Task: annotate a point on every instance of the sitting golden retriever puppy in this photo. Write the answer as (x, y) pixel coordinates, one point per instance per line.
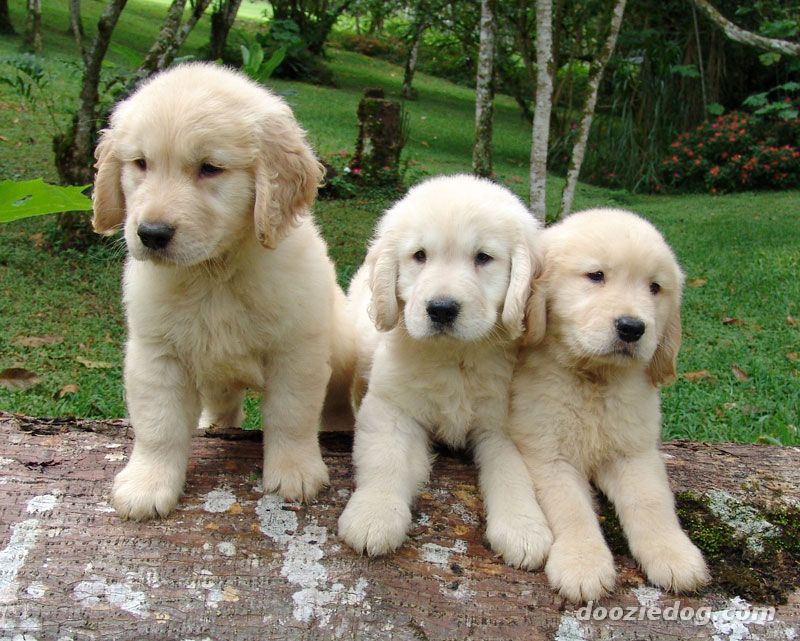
(585, 404)
(228, 284)
(439, 305)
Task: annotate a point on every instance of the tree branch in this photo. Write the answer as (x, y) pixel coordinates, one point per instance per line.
(737, 34)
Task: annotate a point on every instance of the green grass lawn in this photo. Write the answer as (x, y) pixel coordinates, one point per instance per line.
(740, 252)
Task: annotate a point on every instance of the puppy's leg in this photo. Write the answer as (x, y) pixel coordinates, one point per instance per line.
(296, 382)
(392, 460)
(639, 488)
(222, 407)
(515, 525)
(580, 565)
(164, 406)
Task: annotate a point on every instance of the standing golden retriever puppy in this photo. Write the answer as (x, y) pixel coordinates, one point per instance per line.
(439, 305)
(585, 403)
(227, 285)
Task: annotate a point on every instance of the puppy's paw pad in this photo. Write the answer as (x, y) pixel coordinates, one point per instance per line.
(295, 479)
(523, 542)
(374, 524)
(140, 494)
(580, 570)
(678, 566)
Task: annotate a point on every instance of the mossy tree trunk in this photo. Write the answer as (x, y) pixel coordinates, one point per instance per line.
(737, 34)
(596, 70)
(77, 26)
(74, 151)
(410, 67)
(33, 26)
(171, 37)
(484, 93)
(541, 117)
(222, 19)
(6, 26)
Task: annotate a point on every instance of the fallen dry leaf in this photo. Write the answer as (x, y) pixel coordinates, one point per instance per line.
(18, 378)
(71, 388)
(739, 373)
(93, 364)
(37, 341)
(698, 376)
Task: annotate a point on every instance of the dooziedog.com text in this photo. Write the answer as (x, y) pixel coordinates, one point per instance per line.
(674, 612)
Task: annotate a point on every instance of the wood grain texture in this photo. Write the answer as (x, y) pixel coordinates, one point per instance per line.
(232, 564)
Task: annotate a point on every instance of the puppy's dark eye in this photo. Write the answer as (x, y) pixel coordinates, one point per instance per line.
(207, 170)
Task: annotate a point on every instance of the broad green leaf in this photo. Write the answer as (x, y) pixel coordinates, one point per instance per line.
(686, 71)
(36, 198)
(756, 100)
(769, 58)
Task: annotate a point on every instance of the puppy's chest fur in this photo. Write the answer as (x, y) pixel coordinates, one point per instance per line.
(217, 328)
(452, 393)
(585, 418)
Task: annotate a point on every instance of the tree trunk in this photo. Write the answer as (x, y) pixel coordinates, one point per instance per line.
(74, 150)
(171, 37)
(541, 117)
(737, 34)
(33, 26)
(77, 26)
(221, 23)
(411, 62)
(593, 84)
(484, 94)
(6, 26)
(234, 563)
(167, 35)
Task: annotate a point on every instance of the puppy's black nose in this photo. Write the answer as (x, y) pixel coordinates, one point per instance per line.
(155, 235)
(443, 311)
(629, 329)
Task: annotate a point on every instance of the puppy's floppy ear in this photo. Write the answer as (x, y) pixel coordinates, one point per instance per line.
(662, 368)
(108, 201)
(536, 311)
(287, 176)
(384, 309)
(519, 289)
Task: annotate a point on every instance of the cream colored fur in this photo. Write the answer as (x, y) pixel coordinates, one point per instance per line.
(585, 404)
(450, 384)
(243, 296)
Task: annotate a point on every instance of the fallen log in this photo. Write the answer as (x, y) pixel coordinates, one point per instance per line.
(234, 564)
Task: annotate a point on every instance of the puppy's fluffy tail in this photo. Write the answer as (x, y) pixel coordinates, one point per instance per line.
(338, 412)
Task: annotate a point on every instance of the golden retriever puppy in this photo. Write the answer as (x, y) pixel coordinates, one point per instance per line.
(228, 284)
(585, 403)
(439, 305)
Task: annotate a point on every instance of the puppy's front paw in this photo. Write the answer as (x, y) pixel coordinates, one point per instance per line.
(143, 492)
(581, 570)
(675, 563)
(375, 523)
(521, 540)
(295, 476)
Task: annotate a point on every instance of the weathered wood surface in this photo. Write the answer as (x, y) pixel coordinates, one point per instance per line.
(232, 563)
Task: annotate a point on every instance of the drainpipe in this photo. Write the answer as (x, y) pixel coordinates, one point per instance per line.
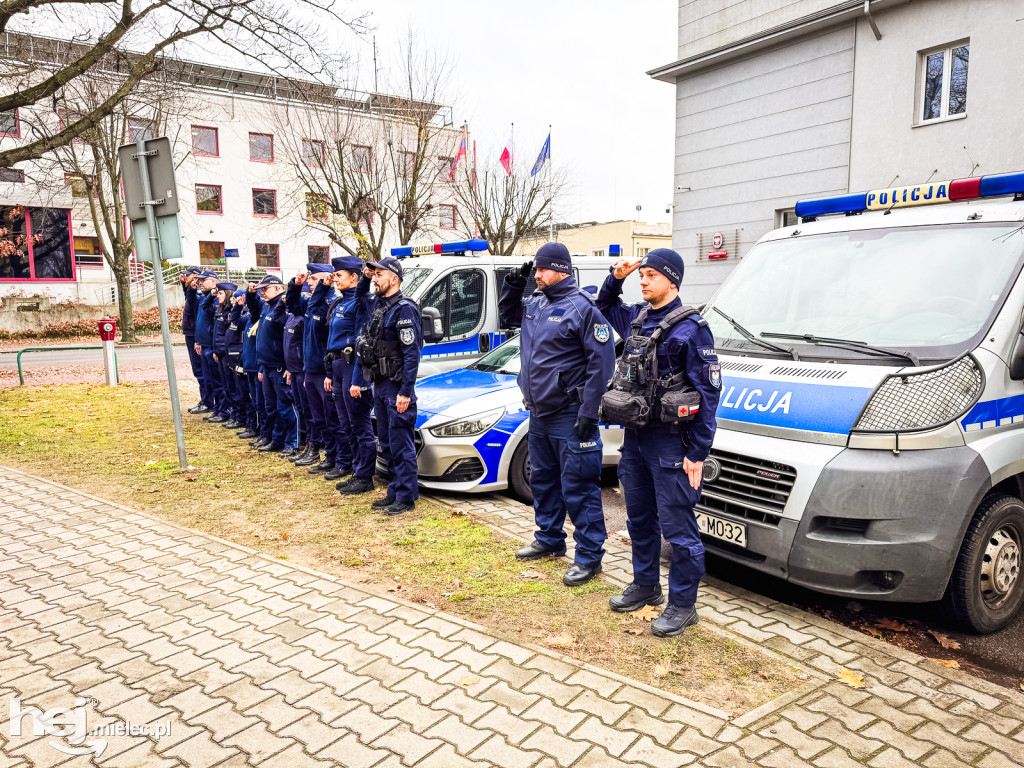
(870, 19)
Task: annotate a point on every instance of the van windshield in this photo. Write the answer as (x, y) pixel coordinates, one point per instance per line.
(926, 289)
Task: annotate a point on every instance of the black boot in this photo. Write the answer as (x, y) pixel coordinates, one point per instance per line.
(356, 486)
(311, 457)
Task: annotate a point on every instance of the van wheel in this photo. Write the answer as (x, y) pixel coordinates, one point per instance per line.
(519, 472)
(986, 588)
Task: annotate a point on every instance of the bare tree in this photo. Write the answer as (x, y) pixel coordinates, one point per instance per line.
(502, 208)
(372, 168)
(97, 37)
(89, 167)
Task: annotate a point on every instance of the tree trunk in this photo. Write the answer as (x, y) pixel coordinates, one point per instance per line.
(127, 321)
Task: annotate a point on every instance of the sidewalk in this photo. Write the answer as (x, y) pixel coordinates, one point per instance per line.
(241, 659)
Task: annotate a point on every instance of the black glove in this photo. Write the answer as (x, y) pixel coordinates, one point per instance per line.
(518, 280)
(585, 427)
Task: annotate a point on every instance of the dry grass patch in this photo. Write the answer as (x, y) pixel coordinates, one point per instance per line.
(119, 443)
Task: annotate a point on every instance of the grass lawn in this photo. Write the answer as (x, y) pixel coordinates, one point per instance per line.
(119, 443)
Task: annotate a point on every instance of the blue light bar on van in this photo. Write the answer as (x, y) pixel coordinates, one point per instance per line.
(921, 195)
(460, 247)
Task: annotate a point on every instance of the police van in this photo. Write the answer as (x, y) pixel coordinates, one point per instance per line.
(463, 282)
(870, 438)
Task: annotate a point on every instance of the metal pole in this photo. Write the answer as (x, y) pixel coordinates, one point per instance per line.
(158, 279)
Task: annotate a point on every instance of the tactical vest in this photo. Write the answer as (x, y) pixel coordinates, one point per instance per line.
(636, 394)
(381, 358)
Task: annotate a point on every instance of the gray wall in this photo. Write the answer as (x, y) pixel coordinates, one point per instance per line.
(755, 135)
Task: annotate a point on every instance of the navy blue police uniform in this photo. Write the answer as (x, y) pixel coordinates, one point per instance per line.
(270, 356)
(395, 333)
(567, 357)
(188, 330)
(659, 499)
(204, 339)
(346, 318)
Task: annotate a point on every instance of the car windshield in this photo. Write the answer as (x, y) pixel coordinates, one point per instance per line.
(503, 359)
(927, 289)
(413, 278)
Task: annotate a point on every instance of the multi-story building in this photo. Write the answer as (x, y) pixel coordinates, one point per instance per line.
(778, 101)
(593, 238)
(238, 138)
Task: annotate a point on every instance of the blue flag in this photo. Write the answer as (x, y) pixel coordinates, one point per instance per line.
(543, 157)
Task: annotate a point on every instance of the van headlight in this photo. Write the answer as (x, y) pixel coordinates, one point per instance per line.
(468, 427)
(923, 400)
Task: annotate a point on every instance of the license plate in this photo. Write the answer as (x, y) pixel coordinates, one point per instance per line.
(717, 527)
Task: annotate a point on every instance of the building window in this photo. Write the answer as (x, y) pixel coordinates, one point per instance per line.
(205, 141)
(361, 159)
(137, 127)
(88, 252)
(208, 199)
(35, 244)
(211, 254)
(268, 256)
(261, 147)
(407, 164)
(80, 183)
(943, 78)
(313, 153)
(316, 206)
(264, 203)
(10, 125)
(446, 213)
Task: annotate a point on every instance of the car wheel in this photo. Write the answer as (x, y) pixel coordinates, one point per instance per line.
(986, 589)
(519, 473)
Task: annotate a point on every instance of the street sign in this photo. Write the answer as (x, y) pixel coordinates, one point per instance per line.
(165, 192)
(170, 239)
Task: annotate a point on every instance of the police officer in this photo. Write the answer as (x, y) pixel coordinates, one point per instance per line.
(263, 300)
(189, 285)
(352, 398)
(662, 463)
(389, 350)
(567, 357)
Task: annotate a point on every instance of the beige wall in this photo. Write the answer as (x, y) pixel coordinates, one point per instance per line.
(631, 236)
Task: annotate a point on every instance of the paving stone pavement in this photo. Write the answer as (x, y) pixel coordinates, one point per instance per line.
(211, 654)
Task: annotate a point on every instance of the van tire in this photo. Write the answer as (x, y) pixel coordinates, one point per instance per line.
(519, 472)
(986, 587)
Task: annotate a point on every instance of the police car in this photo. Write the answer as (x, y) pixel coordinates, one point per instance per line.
(471, 427)
(870, 437)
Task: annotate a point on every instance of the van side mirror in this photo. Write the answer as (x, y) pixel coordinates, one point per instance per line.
(433, 330)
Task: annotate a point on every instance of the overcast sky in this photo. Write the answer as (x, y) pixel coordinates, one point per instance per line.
(578, 66)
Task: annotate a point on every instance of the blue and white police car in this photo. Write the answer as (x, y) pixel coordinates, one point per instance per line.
(471, 427)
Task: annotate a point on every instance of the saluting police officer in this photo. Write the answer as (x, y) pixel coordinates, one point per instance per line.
(567, 357)
(662, 464)
(389, 351)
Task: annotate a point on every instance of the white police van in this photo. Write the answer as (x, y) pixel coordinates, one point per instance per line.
(463, 282)
(870, 437)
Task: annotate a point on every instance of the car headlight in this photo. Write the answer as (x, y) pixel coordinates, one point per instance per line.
(923, 400)
(468, 427)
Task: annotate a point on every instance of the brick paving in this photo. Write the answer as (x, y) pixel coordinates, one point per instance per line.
(244, 659)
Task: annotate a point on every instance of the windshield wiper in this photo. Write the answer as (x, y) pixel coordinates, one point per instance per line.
(755, 340)
(858, 346)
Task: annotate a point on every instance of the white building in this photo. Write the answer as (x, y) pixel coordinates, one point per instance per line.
(239, 188)
(779, 100)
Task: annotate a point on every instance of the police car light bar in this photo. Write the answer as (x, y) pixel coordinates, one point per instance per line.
(460, 247)
(906, 197)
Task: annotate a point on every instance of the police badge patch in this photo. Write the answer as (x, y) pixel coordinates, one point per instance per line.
(715, 375)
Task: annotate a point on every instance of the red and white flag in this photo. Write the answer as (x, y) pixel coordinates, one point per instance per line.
(507, 156)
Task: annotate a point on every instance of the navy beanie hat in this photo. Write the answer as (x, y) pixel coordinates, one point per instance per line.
(666, 261)
(554, 256)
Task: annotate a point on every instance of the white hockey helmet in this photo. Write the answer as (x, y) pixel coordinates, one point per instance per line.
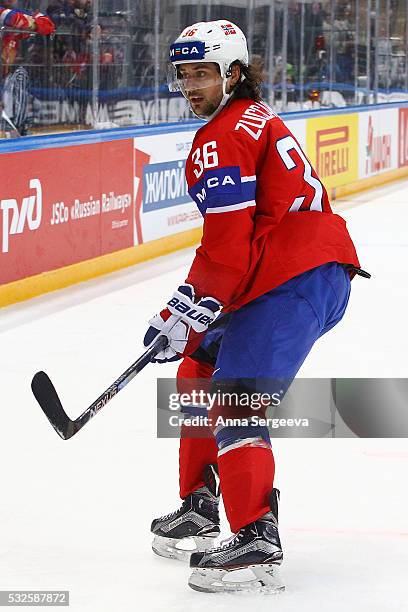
(221, 42)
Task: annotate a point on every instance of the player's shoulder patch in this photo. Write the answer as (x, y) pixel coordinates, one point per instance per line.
(253, 119)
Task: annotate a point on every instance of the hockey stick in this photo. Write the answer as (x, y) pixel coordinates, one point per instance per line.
(46, 395)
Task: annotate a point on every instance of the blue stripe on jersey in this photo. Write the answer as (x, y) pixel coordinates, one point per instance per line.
(222, 187)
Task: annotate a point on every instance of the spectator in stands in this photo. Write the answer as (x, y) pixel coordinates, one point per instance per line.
(17, 19)
(15, 89)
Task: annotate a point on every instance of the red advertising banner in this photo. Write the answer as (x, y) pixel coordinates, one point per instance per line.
(403, 137)
(64, 205)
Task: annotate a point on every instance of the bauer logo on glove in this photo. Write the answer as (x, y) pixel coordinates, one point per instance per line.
(184, 322)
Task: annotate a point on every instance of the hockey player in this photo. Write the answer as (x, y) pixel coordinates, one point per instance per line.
(277, 262)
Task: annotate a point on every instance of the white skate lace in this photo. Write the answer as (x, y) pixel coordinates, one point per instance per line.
(171, 514)
(228, 542)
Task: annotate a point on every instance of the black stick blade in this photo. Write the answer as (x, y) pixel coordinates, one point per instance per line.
(46, 395)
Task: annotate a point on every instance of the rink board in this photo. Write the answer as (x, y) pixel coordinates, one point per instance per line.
(75, 206)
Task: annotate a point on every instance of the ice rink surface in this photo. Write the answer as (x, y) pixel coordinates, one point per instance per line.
(76, 514)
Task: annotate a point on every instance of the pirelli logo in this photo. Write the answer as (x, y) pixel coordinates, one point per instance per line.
(333, 151)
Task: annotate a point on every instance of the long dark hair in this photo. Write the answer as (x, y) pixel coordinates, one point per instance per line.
(251, 86)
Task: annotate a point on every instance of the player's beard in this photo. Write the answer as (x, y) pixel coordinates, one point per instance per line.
(206, 108)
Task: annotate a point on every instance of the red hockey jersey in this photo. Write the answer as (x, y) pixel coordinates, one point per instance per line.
(267, 216)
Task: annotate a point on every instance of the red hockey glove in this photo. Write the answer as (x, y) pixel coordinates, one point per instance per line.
(186, 334)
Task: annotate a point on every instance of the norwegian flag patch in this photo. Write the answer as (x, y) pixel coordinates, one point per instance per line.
(228, 29)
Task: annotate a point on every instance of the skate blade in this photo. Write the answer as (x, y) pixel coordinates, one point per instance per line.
(267, 580)
(172, 548)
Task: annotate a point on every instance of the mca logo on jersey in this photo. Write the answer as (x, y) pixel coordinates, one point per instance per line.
(188, 51)
(15, 216)
(223, 189)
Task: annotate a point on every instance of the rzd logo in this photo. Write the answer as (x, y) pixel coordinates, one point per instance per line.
(14, 219)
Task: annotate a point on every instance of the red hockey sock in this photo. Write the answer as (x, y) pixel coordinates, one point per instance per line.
(246, 478)
(195, 454)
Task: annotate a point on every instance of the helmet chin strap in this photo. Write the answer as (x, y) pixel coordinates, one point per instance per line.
(224, 100)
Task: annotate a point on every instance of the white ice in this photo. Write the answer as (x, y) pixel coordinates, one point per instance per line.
(76, 514)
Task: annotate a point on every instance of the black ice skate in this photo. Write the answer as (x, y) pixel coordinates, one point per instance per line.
(256, 548)
(197, 523)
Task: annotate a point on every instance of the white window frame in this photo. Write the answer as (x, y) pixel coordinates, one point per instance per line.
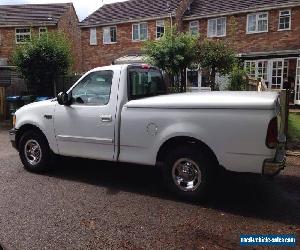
• • • • •
> [Your task] Leave the pictures out and copy exactly the lines from the one that holds "Task: annotate a point on every instance of the white ice" through the last line of the material.

> [Completed exercise]
Task: annotate a point on every instance of the white ice in this photo. Write the answer as (x, y) pixel coordinates, one point per instance per line.
(76, 514)
Task: annotate a point on every instance of the black ice skate in this photo. Write the answer as (x, y) pixel coordinates, one point per instance per line.
(256, 548)
(197, 523)
Task: annotate a point on every instance of the white window frame in this photo. Write the answer as (x, y) pixel coordinates, one point per instance per line.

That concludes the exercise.